[START]

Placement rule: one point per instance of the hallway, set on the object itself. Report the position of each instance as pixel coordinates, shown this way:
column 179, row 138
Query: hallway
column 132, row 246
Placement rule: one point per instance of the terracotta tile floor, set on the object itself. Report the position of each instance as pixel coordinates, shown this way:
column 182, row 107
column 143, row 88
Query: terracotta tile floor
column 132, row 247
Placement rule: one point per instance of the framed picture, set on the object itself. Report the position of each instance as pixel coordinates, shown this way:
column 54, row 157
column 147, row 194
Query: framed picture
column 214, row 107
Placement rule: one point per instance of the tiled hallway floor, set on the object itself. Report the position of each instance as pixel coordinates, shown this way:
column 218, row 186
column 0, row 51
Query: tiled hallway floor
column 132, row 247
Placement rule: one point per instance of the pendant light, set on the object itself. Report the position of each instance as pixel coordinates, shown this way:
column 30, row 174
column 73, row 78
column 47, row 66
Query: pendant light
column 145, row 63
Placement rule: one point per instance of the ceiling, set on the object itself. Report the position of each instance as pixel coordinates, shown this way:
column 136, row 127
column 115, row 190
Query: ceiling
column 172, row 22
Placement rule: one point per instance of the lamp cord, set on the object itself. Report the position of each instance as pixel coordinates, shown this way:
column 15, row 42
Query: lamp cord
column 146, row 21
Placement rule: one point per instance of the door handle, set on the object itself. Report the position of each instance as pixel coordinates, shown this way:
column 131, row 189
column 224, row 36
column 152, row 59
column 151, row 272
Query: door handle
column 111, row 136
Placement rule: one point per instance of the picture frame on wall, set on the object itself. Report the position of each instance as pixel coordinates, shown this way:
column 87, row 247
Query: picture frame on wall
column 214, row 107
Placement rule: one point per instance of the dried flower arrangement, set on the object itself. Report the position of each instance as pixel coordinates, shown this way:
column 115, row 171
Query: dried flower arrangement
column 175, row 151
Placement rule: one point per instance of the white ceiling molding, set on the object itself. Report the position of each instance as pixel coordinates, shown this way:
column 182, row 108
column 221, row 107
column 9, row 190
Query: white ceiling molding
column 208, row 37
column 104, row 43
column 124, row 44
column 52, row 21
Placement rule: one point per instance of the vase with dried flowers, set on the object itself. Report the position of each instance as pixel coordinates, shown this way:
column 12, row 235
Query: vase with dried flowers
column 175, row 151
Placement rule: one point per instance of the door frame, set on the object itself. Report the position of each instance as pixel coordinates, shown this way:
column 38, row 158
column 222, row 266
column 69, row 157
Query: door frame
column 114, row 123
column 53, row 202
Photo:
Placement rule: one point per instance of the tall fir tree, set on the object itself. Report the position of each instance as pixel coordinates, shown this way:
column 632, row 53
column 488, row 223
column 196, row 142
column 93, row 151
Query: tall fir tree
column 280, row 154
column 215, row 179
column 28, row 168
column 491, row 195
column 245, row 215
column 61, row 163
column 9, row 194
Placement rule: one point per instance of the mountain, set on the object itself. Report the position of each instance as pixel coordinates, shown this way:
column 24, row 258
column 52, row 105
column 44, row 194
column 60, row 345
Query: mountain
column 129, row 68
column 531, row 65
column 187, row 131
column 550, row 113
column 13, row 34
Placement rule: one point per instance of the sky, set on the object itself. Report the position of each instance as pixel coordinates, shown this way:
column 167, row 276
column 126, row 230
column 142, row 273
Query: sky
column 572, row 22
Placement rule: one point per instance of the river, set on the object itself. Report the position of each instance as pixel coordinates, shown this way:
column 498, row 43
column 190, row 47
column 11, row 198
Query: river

[END]

What is required:
Lay out all of the lines above as a numbered list, leaving out any blank lines.

Solution to the exercise:
1. Placement rule: one point per instance of the hallway, set on the object itself. Report the position of each instance as pixel coordinates, shown this way:
2. column 179, row 138
3. Query: hallway
4. column 132, row 246
5. Placement rule: one point per instance of the terracotta tile floor, set on the object itself. Report the position of each instance as pixel coordinates, shown this way:
6. column 182, row 107
7. column 143, row 88
8. Query: terracotta tile floor
9. column 132, row 247
10. Placement rule: one point per instance of the framed picture, set on the object itself. Report the position of each instance as pixel coordinates, shown this way:
11. column 54, row 157
12. column 147, row 194
13. Query: framed picture
14. column 214, row 107
15. Placement rule: one point per instance of the tiled hallway floor, set on the object itself. Report the position of each instance as pixel coordinates, shown this way:
16. column 218, row 186
17. column 0, row 51
18. Query: tiled hallway floor
19. column 132, row 247
20. Placement rule: one point per instance of the pendant light, set on the object itself. Report the position of each instance as pixel coordinates, shown this way:
21. column 30, row 174
22. column 73, row 78
23. column 47, row 66
24. Query: pendant light
25. column 145, row 63
26. Placement rule: one point per instance of the ceiling, set on the object itself. Report the position of each instance as pixel coordinates, shown this way:
27. column 136, row 127
28. column 115, row 190
29. Query: ceiling
30. column 172, row 22
31. Placement rule: one point per instance of the lamp cord, set on the object itself. Report the position of each instance as pixel coordinates, shown this way:
32. column 15, row 42
33. Query: lamp cord
34. column 146, row 21
35. Placement rule: one point per instance of the door handle, set on the object itself. Report the position of each instance as pixel coordinates, shown this way:
36. column 131, row 189
37. column 224, row 36
38. column 152, row 59
39. column 151, row 272
40. Query: door handle
41. column 111, row 136
42. Placement rule: one point per instance of the picture frame on wall, set on the object itself. Report the position of each instance as pixel coordinates, shown this way:
43. column 87, row 247
44. Query: picture frame on wall
45. column 214, row 107
46. Placement rule: one point per instance of the dried flower arrangement, set on the object itself. Report the position of each instance as pixel coordinates, shown this way:
47. column 115, row 171
48. Query: dried flower arrangement
49. column 175, row 151
50. Placement rule: one point per instance of the white ceiling molding, set on the object itself. Report the position of each instance as pixel coordinates, shown this way:
51. column 182, row 108
52. column 221, row 107
53. column 9, row 190
54. Query: white ceiling molding
55. column 208, row 37
56. column 104, row 43
57. column 124, row 44
58. column 52, row 21
59. Placement rule: one point per instance of the vase with dried flowers, set on the object itself. Report the position of each instance as pixel coordinates, shown this way:
60. column 12, row 235
61. Query: vase with dried flowers
62. column 175, row 151
63. Placement rule: one point per instance of the door frame, set on the object itself. Report the position of each instance as pixel coordinates, shown this way:
64. column 38, row 158
65. column 222, row 266
66. column 69, row 157
67. Query: door frame
68. column 114, row 123
69. column 53, row 202
70. Photo:
71. Placement rule: one point per instance of the tall fir tree, set on the object itself. Report the position of each instance as pixel coordinates, shown this way:
72. column 632, row 53
73. column 488, row 223
74. column 196, row 142
75. column 93, row 151
76. Query: tall fir tree
77. column 280, row 154
78. column 215, row 179
79. column 28, row 168
80. column 491, row 195
81. column 245, row 215
82. column 61, row 163
83. column 9, row 194
84. Placement rule: one point per instance of the mountain, set on the object itself. Report the position of each instance as pixel coordinates, shown this way:
85. column 24, row 258
86. column 52, row 105
87. column 44, row 194
88. column 60, row 345
89. Query: mountain
90. column 129, row 68
91. column 531, row 65
92. column 187, row 131
93. column 550, row 113
94. column 13, row 34
95. Placement rule: one point per instance of the sky, set on the object itself. Report the position of each instance as pixel coordinates, shown this way:
96. column 167, row 276
97. column 126, row 230
98. column 142, row 273
99. Query: sky
100. column 572, row 22
101. Placement rule: one point per instance of the river, set on the object itself. Report the position of each instance as pixel coordinates, shown this way:
102. column 498, row 43
103. column 190, row 47
104. column 11, row 198
105. Query: river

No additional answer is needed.